Michael Phelps produces and narrates a heartfelt piece of mental health advocacy for Olympic athletes.
For years, or even decades, Olympic athletes train their entire lives to achieve perfection — sculpting their bodies, maintaining focus, disciplining themselves to win a gold medal. Then they get to the Olympics, and they do the thing, win or lose. But then what? HBO Sports’ latest hour-long doc, The Weight of Gold, explores that question, and the oft-neglected phenomenon of depression and mental health problems among Olympic athletes, especially after their time in the spotlight is over.
Produced and narrated by Michael Phelps, who’s leveraged his status as perhaps the most notable Olympian of all time (and the corresponding troubles with drug use and suicide attempts) to take on the issue of Olympic depression as a cause célèbre, The Weight of Gold feels like the latest push in his well-publicized advocacy for the mental health of Olympians.
To his credit, it’s not a vanity piece; while the film is covered with his measured, unpracticed narration, and director Brett Ratkin intercuts his talking head interviews with artfully-filmed footage of Phelps adrift in an empty swimming pool (see the metaphor?), Phelps’ own highs and lows are never lingered on. It’s clear that Phelps, seemingly a humble, self-aware man aware of his platform, wants to put the focus on the Olympians who haven’t had the sponsorships and opportunities he has.

- Recorded information:
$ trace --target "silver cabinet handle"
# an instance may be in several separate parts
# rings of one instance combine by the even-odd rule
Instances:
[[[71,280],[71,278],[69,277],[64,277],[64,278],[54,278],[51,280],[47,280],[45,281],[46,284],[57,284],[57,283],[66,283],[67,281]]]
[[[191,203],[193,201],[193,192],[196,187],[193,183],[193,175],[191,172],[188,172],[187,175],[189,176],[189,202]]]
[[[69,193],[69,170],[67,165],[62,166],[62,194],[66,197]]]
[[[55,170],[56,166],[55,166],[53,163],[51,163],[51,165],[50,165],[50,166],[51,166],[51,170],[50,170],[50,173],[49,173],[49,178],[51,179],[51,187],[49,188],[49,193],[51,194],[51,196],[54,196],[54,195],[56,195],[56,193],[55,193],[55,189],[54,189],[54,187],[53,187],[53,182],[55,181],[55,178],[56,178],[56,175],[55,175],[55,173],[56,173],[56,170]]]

- What to do:
1. Answer these from the review of The Weight of Gold:
(a) Who directed the film?
(b) Which outfit made the documentary, and how long does it run?
(c) Where is Phelps shown adrift in the footage cut into his interviews?
2. In one to three sentences, explain why the review of The Weight of Gold says the film is not a vanity piece.

- Answers provided:
1.
(a) Brett Ratkin.
(b) HBO Sports, and it runs an hour.
(c) In an empty swimming pool.

2. Although Phelps narrates and appears throughout, the film never lingers on his own highs and lows. He appears to want the focus on Olympians who haven't had the sponsorships and opportunities he has.